I am a freak. Plz Muslims help me.

Im 23 and a girl.

2007-03-25 10:17:09 · 9 answers · asked by Anonymous in Society & Culture Religion & Spirituality

9 answers

Salam mu alaikkum sister

Hmmm i dont know what to say but honestly speaking dont live for peoples mind, live for what says in your mind. I understand you feel guilty about not believing in Allah properly but then there is nothing to be ashamed of your Lord, your relegion. As a matter of fact be proud of Islam, be proud of being the nation of Prophet Muhammed (saw). What more pride do you require than being a muslim. Just because some non muslime are judging Islam bad doesnt mean you should be ashamed. Stand up for yourself sister. Have faith in Allah, read the Quran, live accoring to the islamic ways. Allah is there for you. You dont to be lead astray do you sister. If Allah doesnt help you no one can and no one would. Trust Allah sister. Be proud of ISLAM

2007-03-25 10:27:40 · answer #1 · answered by ﷲAllah's Slaveﷲ 4 · 5 0

Salaam and Hi Henna :)

I am 30 years old, and was born & raised Muslim--and I think you have a very unique problem. The funny thing is that I am African-American, and I have the opposite problem that you have: I am so Independant and so Strong Willed, that I feel so differently from other Muslim women--that I myself feel like a freak sometimes!

You might have a "cultural problem". I dont know what country you are from--but perhaps you are from a region where the women are very submissive. Plus, you sound like a very shy person--so all that makes you very submissive.
But there are many examples of strong, powerful Muslim women in history like Khadija (the Prophets first wife), and Aisha. Obviously, Allah gave women intelligence and strength too and we honor Allah when we use our strength.

## Short task 1
Pick out and copy each line of the records that contains the string "blue".
The Q&A page and the records come from unrelated sources.

## Provided material
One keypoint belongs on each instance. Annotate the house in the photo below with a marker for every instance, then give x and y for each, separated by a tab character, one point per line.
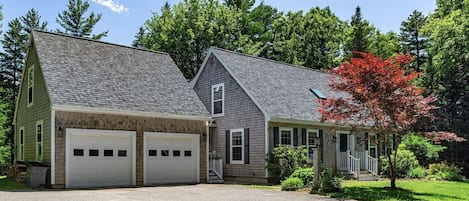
258	104
102	114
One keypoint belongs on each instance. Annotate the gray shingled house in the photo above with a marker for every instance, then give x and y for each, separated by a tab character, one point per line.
258	104
101	114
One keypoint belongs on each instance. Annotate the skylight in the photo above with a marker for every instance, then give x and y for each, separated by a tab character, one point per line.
318	93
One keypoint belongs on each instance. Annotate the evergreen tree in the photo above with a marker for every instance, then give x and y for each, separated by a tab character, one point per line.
74	23
412	40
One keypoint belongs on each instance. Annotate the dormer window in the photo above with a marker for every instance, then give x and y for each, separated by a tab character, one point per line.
30	85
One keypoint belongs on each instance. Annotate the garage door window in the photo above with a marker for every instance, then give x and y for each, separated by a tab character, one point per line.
93	152
108	153
152	152
77	152
122	153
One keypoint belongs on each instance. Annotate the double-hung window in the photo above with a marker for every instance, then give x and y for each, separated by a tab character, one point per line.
286	137
237	146
311	136
30	85
218	99
39	141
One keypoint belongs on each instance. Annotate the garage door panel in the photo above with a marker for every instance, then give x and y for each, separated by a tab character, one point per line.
171	168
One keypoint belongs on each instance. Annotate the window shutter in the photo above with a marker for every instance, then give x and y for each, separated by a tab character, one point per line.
227	149
321	144
276	133
246	146
366	142
295	137
303	136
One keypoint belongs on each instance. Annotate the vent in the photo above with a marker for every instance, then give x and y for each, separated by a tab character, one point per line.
318	93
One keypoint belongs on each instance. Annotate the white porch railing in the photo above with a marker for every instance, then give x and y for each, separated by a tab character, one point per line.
216	166
372	165
353	164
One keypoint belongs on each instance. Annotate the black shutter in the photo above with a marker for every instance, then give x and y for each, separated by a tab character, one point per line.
227	148
321	144
295	137
276	140
246	146
303	136
366	142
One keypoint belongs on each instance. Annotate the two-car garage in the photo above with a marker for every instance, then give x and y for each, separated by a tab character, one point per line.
97	158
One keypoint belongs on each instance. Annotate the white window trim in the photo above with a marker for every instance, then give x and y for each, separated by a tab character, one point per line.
241	130
280	136
21	146
307	139
222	100
40	122
30	86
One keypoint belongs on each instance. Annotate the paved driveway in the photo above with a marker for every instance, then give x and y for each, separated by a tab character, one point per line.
206	192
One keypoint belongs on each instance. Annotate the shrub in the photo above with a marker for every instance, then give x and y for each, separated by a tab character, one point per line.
292	184
416	172
443	171
423	148
284	160
405	162
305	174
329	181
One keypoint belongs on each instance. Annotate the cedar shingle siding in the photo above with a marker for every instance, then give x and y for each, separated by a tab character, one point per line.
239	112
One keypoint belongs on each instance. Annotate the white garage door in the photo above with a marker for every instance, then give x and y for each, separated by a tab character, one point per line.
97	158
171	158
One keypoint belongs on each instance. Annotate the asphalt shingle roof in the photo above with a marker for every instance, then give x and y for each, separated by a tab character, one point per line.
85	73
282	90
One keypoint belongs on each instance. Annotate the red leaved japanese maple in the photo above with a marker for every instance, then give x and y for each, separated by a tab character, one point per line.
379	95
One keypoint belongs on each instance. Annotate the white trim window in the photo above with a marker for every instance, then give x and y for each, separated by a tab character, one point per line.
21	144
285	136
237	146
218	99
311	141
39	140
31	86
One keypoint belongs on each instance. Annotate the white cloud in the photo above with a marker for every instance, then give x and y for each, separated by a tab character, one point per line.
113	5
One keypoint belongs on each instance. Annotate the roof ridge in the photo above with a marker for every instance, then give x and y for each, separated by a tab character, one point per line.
98	41
271	60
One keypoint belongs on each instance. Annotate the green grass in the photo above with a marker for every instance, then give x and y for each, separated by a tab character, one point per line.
409	190
10	185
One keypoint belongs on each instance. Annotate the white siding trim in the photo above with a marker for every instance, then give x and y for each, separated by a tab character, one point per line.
70	131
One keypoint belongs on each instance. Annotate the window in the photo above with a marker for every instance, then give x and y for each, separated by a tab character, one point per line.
30	85
122	153
77	152
21	144
218	96
108	152
237	146
93	152
39	141
152	152
311	135
286	136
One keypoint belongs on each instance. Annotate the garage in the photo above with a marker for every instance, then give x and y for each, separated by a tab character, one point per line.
171	158
98	158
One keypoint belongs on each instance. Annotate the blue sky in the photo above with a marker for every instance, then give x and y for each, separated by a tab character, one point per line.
123	17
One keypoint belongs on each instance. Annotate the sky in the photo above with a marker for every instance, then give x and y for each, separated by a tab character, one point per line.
122	18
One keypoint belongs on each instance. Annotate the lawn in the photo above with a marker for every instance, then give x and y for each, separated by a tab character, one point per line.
10	185
409	190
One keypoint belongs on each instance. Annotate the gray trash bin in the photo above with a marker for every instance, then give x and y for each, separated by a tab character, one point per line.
37	174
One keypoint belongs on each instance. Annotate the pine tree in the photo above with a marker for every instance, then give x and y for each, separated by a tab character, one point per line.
74	23
412	40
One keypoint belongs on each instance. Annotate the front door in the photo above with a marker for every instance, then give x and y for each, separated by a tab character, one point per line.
345	143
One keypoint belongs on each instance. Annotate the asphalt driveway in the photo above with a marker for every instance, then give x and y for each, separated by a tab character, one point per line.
206	192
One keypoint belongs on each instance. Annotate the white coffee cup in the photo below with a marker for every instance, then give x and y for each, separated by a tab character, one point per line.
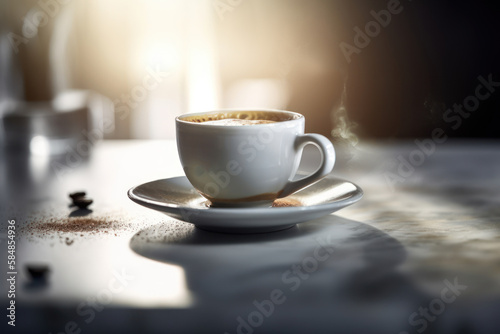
247	165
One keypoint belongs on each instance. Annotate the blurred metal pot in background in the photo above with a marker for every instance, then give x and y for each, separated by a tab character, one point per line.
74	120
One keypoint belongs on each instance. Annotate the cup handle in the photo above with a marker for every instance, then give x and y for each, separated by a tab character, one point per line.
327	161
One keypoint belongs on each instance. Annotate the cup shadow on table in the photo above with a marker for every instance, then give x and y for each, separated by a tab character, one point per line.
360	270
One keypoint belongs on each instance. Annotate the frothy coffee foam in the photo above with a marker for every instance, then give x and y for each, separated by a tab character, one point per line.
247	115
238	122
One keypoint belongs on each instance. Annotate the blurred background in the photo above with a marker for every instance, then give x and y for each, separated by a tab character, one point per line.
123	69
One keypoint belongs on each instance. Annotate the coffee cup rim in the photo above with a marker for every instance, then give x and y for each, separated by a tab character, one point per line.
297	115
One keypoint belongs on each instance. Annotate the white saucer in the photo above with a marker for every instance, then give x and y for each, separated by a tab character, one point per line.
178	199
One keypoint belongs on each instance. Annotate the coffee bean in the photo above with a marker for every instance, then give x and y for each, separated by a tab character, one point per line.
82	202
77	194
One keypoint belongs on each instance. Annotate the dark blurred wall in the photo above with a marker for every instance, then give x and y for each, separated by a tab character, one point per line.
426	59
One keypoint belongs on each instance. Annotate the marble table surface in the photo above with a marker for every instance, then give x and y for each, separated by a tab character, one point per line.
420	253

## Short task 2
Answer these from the Q&A page:
(a) How old is the person who asked the question?
(b) How old does the answerer who greets Henna say she is?
(c) Which two women from history does that answerer name as examples of strong Muslim women?

## Result 1
One keypoint belongs on each instance. Annotate the blue sky in the photo above with a marker for every instance, then give x and y for each, separated by a tab character, one point per line.

## Result 2
(a) 23
(b) 30
(c) Khadija and Aisha